- PAGE TEXT -

Quote from: jack_smiff1
Quote from: KingNothing
Quote from: jack_smiff1
Quote from: Stranger999
Quote from: jack_smiff1
I find myself now in the mid 80s, really starting to find myself as a person. This quit and these mental problems I'm having are really shaping myself as a person. To appreciate health and my family, to put myself forward and better myself as a whole. I needed to recognize the small goals and victories. While battling this depression and anxiety has made it that much more difficult in my quit, I know it'll make me that much stronger as an adult and human. I'm starting to set my mindset for greatness, and I want nothing satisfaction when I do achieve what I want. I know tomorrow I may wake up not feeling this feeling, but I know right now at this moment i'll allow this victory. This less than 20 days from HOF, I'm a better person I was 84 days ago.


-Smiff
I'm really looking forward to celebrating the HOF with all of you D.O.G. folks. I got to help a few of you guys when I was struggling myself. It really helped my quit. The truth is that all of us here need support, so we should all be supporting as many people as we can.

Maintain a strong web of support here Smiff. Day 100 will be awesome but that is just a milestone on the journey. B)B
Thank you brother I appreciate it! Got your back always!

- GIVEN INFORMATION -
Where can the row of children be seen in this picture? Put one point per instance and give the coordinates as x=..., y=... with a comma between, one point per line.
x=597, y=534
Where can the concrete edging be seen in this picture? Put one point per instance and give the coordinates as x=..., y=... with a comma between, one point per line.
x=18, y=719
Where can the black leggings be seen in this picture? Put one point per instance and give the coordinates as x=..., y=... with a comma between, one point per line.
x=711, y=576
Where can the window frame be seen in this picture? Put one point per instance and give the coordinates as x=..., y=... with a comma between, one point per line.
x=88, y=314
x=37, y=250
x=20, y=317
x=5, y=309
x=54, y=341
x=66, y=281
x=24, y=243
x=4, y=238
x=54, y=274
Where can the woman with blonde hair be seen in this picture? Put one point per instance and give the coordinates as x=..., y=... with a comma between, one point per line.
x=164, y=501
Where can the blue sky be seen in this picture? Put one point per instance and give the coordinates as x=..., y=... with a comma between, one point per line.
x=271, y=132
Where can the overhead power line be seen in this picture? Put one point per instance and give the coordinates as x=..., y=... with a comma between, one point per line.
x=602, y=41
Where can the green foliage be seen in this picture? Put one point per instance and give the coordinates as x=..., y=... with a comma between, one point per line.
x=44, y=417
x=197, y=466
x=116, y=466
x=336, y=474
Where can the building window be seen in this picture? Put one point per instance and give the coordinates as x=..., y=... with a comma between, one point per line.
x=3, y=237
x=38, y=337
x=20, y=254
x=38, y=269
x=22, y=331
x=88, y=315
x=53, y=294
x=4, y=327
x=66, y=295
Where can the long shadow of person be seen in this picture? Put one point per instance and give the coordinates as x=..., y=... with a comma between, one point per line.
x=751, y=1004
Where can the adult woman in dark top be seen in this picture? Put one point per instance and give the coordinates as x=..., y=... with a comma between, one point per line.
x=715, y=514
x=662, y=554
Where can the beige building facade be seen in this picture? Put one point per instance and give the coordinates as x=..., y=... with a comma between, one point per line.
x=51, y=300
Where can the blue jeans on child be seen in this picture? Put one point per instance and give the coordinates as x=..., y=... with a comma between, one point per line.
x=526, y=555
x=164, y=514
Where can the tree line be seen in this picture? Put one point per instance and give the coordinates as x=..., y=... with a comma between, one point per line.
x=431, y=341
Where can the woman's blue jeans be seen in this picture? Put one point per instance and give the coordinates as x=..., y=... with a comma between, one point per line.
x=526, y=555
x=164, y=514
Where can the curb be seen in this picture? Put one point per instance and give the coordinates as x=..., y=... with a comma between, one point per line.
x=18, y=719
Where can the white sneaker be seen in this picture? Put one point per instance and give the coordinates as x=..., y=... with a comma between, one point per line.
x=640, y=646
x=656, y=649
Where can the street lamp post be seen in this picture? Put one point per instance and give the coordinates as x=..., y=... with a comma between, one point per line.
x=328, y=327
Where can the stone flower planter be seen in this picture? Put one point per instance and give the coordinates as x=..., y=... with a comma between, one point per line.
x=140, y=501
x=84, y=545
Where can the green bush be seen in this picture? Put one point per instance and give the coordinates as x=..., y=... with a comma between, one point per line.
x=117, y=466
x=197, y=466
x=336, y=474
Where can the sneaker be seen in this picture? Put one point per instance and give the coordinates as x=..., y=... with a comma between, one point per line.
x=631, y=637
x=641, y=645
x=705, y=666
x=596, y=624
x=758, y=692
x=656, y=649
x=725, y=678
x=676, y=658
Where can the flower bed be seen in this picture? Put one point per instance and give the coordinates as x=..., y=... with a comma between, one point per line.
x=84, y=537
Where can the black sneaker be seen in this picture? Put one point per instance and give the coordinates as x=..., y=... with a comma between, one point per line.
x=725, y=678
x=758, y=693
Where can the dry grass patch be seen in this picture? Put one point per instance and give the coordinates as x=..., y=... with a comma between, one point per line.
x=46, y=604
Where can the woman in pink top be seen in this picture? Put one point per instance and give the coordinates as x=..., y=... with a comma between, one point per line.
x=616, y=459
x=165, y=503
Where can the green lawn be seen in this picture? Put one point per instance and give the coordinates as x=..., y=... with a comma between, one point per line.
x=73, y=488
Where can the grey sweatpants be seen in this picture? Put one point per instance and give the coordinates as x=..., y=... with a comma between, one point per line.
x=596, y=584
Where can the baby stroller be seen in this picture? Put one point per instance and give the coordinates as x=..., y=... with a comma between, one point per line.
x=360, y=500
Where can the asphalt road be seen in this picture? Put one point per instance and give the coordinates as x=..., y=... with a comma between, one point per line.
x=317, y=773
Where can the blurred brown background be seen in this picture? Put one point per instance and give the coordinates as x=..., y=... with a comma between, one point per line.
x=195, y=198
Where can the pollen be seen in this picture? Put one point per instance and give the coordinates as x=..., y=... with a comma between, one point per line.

- TASK INSTRUCTIONS -
1) In the forum thread about quitting, write out the passage from "Maintain a strong" to "your back always!" again, swapping "milestone" for "checkpoint".
2) Continue the forum thread about quitting with the next reply after its last message.

- TASK-BY-TASK RESULTS -
1)
Maintain a strong web of support here Smiff. Day 100 will be awesome but that is just a checkpoint on the journey. B)B
Thank you brother I appreciate it! Got your back always!

2)
You've come a long way Smiff. You came in sarcastic and ready to buck the trends laid out for you. Eventually, it became evident to you that this quit thing was more than another stop on the internet for you every day. What hasn't changed is your desire to quit, and it's evident in your posts. Maintain that desire. Feed it. Water it. Shape it. Your very own quit chia pet if you will. Whether you know it or not, you are a leader in there. Keep it up, there are many more good things to come.

Edit: You're still a sarcastic whippersnapper, but at least you're putting it to good use now 'na na'
Thanks king you the man! And sarcasm is just another form of intelligence!
Hey Jack no problem my friend, you got this! Use the tool's! One pm away, Edd 24-7!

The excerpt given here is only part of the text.